* [Selected excerpt]:
==*==
* EU concerned at threat to bank's independence
* Govt stepping up control over cbank governor
* Second senior cbank official resigns
(Recasts with election of governor)
By Matt Robinson
BELGRADE, Aug 6 (Reuters) - Serbia appointed a lawmaker from the country's ruling coalition as governor of its central bank on Monday, deepening concern over the bank's independence and the new government's commitment to reforms sought by the European Union.
Parliament endorsed Jorgovanka Tabakovic, a senior member of the co-ruling Serbian Progressive Party, to replace Dejan Soskic, who resigned last week over a law stepping up government control over the bank.
The law, adopted on Saturday, creates a powerful, parliament-appointed supervisory body to be represented on the bank's executive board and gives the assembly responsibility for appointing its entire top management.
The Socialist-led government, which took power last month, wants to harness the bank's support for more expansive fiscal policies to spur the moribund economy and curb unemployment of 25 percent.
It appeared to ignore a warning from the EU that the ex-Yugoslav republic risked taking a "step back" on its path to membership if it tried to undermine the bank's autonomy.
==*==
* [Recorded information]:
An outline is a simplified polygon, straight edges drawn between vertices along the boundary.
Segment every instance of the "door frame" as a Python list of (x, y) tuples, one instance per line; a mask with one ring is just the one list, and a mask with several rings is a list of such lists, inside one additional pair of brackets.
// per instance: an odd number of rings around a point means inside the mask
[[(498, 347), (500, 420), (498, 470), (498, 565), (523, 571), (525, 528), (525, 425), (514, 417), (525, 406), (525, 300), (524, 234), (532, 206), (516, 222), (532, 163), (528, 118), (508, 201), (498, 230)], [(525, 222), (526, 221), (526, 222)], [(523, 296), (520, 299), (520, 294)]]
==*==
* [Problem details]: Rename "executive board" as "governing board" in the part of the article on Serbia's central bank that begins at the words "Parliament endorsed Jorgovanka" and stops after "entire top management.". Leave the listing aside; it has nothing to do with this.

* [Exercise response]:
Parliament endorsed Jorgovanka Tabakovic, a senior member of the co-ruling Serbian Progressive Party, to replace Dejan Soskic, who resigned last week over a law stepping up government control over the bank.
The law, adopted on Saturday, creates a powerful, parliament-appointed supervisory body to be represented on the bank's governing board and gives the assembly responsibility for appointing its entire top management.